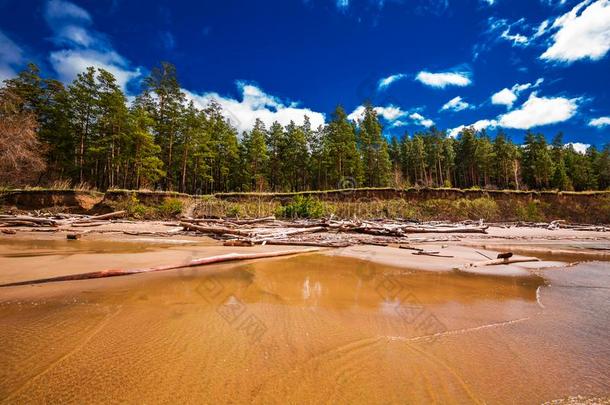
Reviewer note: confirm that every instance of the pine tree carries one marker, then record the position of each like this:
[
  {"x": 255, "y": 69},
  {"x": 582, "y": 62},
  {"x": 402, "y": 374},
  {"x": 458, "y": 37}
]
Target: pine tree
[
  {"x": 560, "y": 179},
  {"x": 167, "y": 105},
  {"x": 84, "y": 114},
  {"x": 344, "y": 168},
  {"x": 256, "y": 157},
  {"x": 147, "y": 166},
  {"x": 373, "y": 149}
]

——

→ **TASK DETAILS**: Convert the lines above into a Markdown table with two columns, "Row" and "Line text", placing one line per row with its row number and omitting blank lines. Leave the pictures out of the table.

→ **ANSWER FOR THIS EXERCISE**:
| Row | Line text |
|---|---|
| 1 | Reviewer note: confirm that every instance of the pine tree carries one marker, then record the position of each like this: |
| 2 | [ |
| 3 |   {"x": 255, "y": 69}, |
| 4 |   {"x": 582, "y": 62}, |
| 5 |   {"x": 402, "y": 374}, |
| 6 |   {"x": 458, "y": 37} |
| 7 | ] |
| 8 | Target: pine tree |
| 9 | [ |
| 10 |   {"x": 560, "y": 179}, |
| 11 |   {"x": 167, "y": 105}, |
| 12 |   {"x": 84, "y": 114}, |
| 13 |   {"x": 344, "y": 168}, |
| 14 |   {"x": 256, "y": 157}, |
| 15 |   {"x": 147, "y": 166}, |
| 16 |   {"x": 373, "y": 149} |
| 17 | ] |